> WHAT THE EXERCISE ASKS: Express each line of the records as a JSON list of strings, one string per line, and leave out any blank lines.

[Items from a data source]
>> Start

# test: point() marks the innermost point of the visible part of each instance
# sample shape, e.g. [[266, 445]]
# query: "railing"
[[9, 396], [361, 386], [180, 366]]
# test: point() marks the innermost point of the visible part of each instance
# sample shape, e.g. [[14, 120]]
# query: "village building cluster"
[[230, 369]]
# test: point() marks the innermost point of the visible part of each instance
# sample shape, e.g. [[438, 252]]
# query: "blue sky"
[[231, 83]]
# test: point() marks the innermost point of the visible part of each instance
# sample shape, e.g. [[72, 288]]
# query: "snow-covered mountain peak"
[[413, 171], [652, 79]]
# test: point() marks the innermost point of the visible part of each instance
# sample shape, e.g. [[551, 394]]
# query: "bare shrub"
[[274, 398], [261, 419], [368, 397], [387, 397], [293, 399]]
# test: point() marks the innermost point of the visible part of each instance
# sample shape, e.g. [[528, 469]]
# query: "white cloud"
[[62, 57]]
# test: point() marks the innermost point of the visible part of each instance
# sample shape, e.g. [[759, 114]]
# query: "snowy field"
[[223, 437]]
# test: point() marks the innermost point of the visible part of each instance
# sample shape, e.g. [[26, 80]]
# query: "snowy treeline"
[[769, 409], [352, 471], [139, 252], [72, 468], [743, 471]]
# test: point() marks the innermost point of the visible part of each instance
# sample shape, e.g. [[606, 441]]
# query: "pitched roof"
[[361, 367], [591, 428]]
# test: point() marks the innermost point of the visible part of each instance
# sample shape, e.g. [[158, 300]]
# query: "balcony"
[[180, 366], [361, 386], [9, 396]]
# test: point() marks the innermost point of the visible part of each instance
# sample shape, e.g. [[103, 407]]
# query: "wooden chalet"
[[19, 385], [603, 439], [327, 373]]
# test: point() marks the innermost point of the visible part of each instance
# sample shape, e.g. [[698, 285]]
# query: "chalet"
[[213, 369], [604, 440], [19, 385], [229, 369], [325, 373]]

>> End

> WRITTEN SOLUTION:
[
  "# test: point() marks the innermost point of the visible part of each instance",
  "# sample shape, e.g. [[266, 445]]",
  "# query: \"railing\"",
  "[[9, 396], [361, 386], [180, 366]]",
  "# test: point() marks the innermost point of the visible part of each instance",
  "# sample shape, e.g. [[14, 120]]",
  "# query: \"village building cluster\"",
  "[[230, 369]]",
  "# test: point() marks the innermost point of the visible part of each instance",
  "# sample shape, e.g. [[438, 252]]",
  "# query: \"blue sky\"",
  "[[231, 83]]",
  "# test: point() marks the innermost point of the visible part of each instance",
  "# sample shape, e.g. [[72, 288]]",
  "# query: \"snow-covered mountain peak\"",
  "[[413, 171], [652, 79]]",
  "# test: point() marks the innermost point of the visible part of each instance",
  "# sample shape, e.g. [[551, 394]]",
  "# query: \"bare shrub\"",
  "[[274, 398], [261, 419], [368, 397], [387, 397], [293, 399]]",
  "# test: point() marks the innermost point of the visible part of each instance",
  "# sample shape, e.g. [[528, 469]]",
  "# query: \"white cloud\"",
  "[[62, 57]]",
  "# test: point() marks the innermost point of the visible part of each instance",
  "# sample shape, e.g. [[759, 114]]",
  "# query: \"snowy field\"",
  "[[223, 437]]",
  "# test: point() marks the innermost point of the visible part of each instance",
  "# sample shape, e.g. [[26, 80]]",
  "# query: \"snowy treeline\"",
  "[[769, 409], [352, 471], [139, 252], [72, 468], [743, 471]]",
  "# test: point() marks the innermost point of the visible part of each instance",
  "# sample shape, e.g. [[606, 441]]",
  "# query: \"pitched roof\"",
  "[[361, 367], [591, 428]]",
  "# test: point() marks the innermost point of the visible part of each instance",
  "# sample shape, e.g. [[158, 300]]",
  "# query: \"balcony\"",
  "[[180, 366], [361, 386], [9, 396]]",
  "# test: point() marks the innermost point of the visible part of each instance",
  "# sample shape, e.g. [[103, 407]]",
  "# query: \"wooden chalet\"",
  "[[19, 385], [603, 439], [327, 373]]",
  "# test: point() marks the innermost point of the visible part of each instance",
  "# sample shape, e.g. [[698, 285]]",
  "# query: \"chalet\"",
  "[[213, 369], [604, 440], [19, 385], [229, 369], [325, 373]]"
]